■ **INSTRUCTIONS TO FOLLOW**: When you reach the line in the listing below that contains "Could you please locate the distant", begin returning lines exactly as written, and stop after the line that contains "Could you please locate the gray". Return no other lines.

■ **AVAILABLE RECORDS**:

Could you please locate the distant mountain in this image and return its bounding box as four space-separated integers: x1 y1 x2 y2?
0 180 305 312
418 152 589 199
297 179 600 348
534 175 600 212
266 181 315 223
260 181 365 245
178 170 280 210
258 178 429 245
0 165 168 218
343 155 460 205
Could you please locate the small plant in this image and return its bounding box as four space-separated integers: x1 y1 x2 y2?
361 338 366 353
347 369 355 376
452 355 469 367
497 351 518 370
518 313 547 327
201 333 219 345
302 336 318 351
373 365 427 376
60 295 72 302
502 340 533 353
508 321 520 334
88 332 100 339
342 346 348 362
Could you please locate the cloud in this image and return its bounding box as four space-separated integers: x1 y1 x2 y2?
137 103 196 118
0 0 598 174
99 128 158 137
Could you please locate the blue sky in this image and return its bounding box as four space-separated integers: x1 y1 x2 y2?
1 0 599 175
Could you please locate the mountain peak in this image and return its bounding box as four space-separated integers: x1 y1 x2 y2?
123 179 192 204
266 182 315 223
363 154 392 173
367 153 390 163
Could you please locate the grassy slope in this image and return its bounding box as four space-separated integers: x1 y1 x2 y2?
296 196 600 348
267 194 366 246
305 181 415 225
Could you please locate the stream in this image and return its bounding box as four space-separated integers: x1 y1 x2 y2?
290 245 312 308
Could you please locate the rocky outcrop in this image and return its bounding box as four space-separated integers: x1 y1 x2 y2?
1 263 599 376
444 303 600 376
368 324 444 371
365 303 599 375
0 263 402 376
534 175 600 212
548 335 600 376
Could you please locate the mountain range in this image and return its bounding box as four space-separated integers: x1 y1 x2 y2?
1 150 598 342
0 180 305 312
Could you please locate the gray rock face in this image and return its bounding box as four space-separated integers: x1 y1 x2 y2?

==

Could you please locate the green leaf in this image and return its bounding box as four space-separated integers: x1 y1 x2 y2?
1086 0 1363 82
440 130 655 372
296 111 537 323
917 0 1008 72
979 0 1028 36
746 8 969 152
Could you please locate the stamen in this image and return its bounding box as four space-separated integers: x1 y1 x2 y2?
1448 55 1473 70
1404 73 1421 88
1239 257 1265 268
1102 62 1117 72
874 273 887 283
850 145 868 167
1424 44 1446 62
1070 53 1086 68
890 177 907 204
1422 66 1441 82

■ **ANSWER FOR THIS EXERCISE**:
Could you please locate the distant mountain in this image and return its bounding box as four space-separated integers: x1 y1 x2 y2?
0 180 305 312
418 152 589 199
297 179 600 348
534 175 600 212
266 181 315 223
260 181 365 245
178 170 280 210
258 178 429 245
0 165 168 218
343 155 460 205
Could you please locate the small plant in this image and return its bounding box as four space-separated integers: x1 y1 x2 y2?
361 338 366 353
347 369 355 376
452 355 469 367
497 351 518 370
518 313 547 327
201 333 219 345
302 336 318 351
373 365 427 376
60 295 72 302
502 340 533 353
508 321 520 334
88 332 100 339
342 346 348 362
Could you please locate the cloud in this image and return its bounding box as four space-separated integers: x1 y1 x2 y2?
137 103 196 118
0 0 598 174
99 128 158 137
Could you please locate the blue sky in this image and return its bounding box as four space-separated integers: x1 y1 x2 y2?
1 0 599 175
Could you please locate the mountain peak in this image and return its bounding box as four space-separated integers: x1 y1 x2 y2?
123 179 192 204
266 182 315 223
363 154 392 173
367 153 390 163
Could you please locate the grassy slope in this image and return its bounding box as four space-separated integers: x1 y1 x2 y2?
296 196 600 348
267 194 366 246
305 181 415 225
Could you please locate the stream in this image and return its bounding box as four space-separated integers: x1 y1 x2 y2?
290 245 312 308
Could you please locate the rocky outcrop in this image and return its bounding box as four space-separated integers: x1 y1 x2 y2?
1 263 599 376
444 303 600 376
368 324 444 371
365 303 599 375
0 263 402 376
534 175 600 212
548 335 600 376
Could you please locate the mountain range in this image and return its bounding box as four space-separated integers: x1 y1 x2 y2?
1 150 598 342
0 180 305 312
Could you please locate the gray rock face in this image and return its bounding box as four space-separated integers: x1 y1 x2 y2?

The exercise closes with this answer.